• **给定文本**
──────────────────────────────

数据库函数

下面记录的类为用户提供了一种方法, 可以在Django中使用底层数据库提供的函数作为注解, 聚合和过滤等操作. 函数也是 表达式, 所以它们可以和其他表达式一起组合使用, 比如 聚合函数.

我们将在函数的例子中使用以下模型:

class Author(models.Model):
    name = models.CharField(max_length=50)
    age = models.PositiveIntegerField(null=True, blank=True)
    alias = models.CharField(max_length=50, null=True, blank=True)
    goes_by = models.CharField(max_length=50, null=True, blank=True)

不建议 CharField 设置 null=True, 因为这导致该字段有两种”空值”, 但下面的 Coalesce 示例需要这个设置.

Cast

class Cast(expression, output_field)
New in Django 1.10:

强制将 expression 返回类型转换为 output_field.

用例:

>>> from django.db.models import FloatField
>>> from django.db.models.functions import Cast
>>> Value.objects.create(integer=4)
>>> value = Value.objects.annotate(as_float=Cast('integer', FloatField())).get()
>>> print(value.as_float)
4.0

Coalesce

class Coalesce(*expressions, **extra)

接收一个至少包含两个字段名或表达式的列表, 返回第一个非null值(注意空字符串不会被认为null值). 所有参数必须是相似类型, 混合文本和数字类型会导致数据库错误.

用例:

>>> # Get a screen name from least to most public
>>> from django.db.models import Sum, Value as V
>>> from django.db.models.functions import Coalesce
>>> Author.objects.create(name='Margaret Smith', goes_by='Maggie')
>>> author = Author.objects.annotate(
...    screen_name=Coalesce('alias', 'goes_by', 'name')).get()
>>> print(author.screen_name)
Maggie

>>> # Prevent an aggregate Sum() from returning None
>>> aggregated = Author.objects.aggregate(
...    combined_age=Coalesce(Sum('age'), V(0)),
...    combined_age_default=Sum('age'))

──────────────────────────────

• **所给数据**

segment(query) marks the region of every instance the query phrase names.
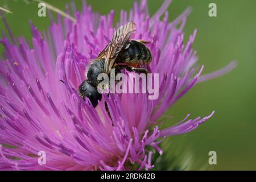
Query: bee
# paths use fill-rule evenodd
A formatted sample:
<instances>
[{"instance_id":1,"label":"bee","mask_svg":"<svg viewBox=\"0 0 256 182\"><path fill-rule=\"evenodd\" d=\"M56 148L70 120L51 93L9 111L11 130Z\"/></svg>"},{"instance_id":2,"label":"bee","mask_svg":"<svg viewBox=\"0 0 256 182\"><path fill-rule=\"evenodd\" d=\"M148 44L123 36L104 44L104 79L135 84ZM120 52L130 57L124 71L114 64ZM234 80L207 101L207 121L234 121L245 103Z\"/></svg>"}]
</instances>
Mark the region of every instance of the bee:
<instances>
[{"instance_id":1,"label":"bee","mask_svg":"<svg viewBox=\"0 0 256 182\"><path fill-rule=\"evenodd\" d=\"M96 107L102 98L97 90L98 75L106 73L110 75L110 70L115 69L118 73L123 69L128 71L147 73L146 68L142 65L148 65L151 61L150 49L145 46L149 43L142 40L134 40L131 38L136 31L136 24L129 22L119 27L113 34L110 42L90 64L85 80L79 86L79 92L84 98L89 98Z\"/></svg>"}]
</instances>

──────────────────────────────

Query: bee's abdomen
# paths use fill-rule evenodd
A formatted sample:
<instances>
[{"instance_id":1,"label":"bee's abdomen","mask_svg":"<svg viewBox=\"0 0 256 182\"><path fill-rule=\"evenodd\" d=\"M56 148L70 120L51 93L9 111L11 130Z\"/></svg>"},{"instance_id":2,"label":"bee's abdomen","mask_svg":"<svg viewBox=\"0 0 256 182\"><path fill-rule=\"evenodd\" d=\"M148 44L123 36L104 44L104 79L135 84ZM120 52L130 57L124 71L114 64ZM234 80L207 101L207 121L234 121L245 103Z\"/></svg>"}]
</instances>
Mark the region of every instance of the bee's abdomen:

──────────────────────────────

• **任务**
a) 请根据这篇数据库函数文档回答下列问题，每题单独一行作答：
(i) Cast 是在 Django 哪个版本中新增的？
(ii) 使用 Coalesce 时，空字符串会不会被当作 null 值？
(iii) 文档说不建议 CharField 设置 null=True，原因是什么？
b) 请用两句话概括这篇数据库函数文档的内容。
作答时用不到这些条目。

• **逐题解答**
a)
(i) Django 1.10。
(ii) 不会，空字符串不被认为是 null 值。
(iii) 因为这会导致该字段有两种"空值"。

b) 文档介绍的类让用户能在 Django 中把底层数据库提供的函数用于注解、聚合和过滤等操作，这些函数也是表达式，可以和聚合函数等其他表达式组合使用。其中 Cast 强制把表达式的返回类型转换为 output_field，Coalesce 则接收至少两个字段名或表达式，返回第一个非 null 值，且所有参数必须是相似类型。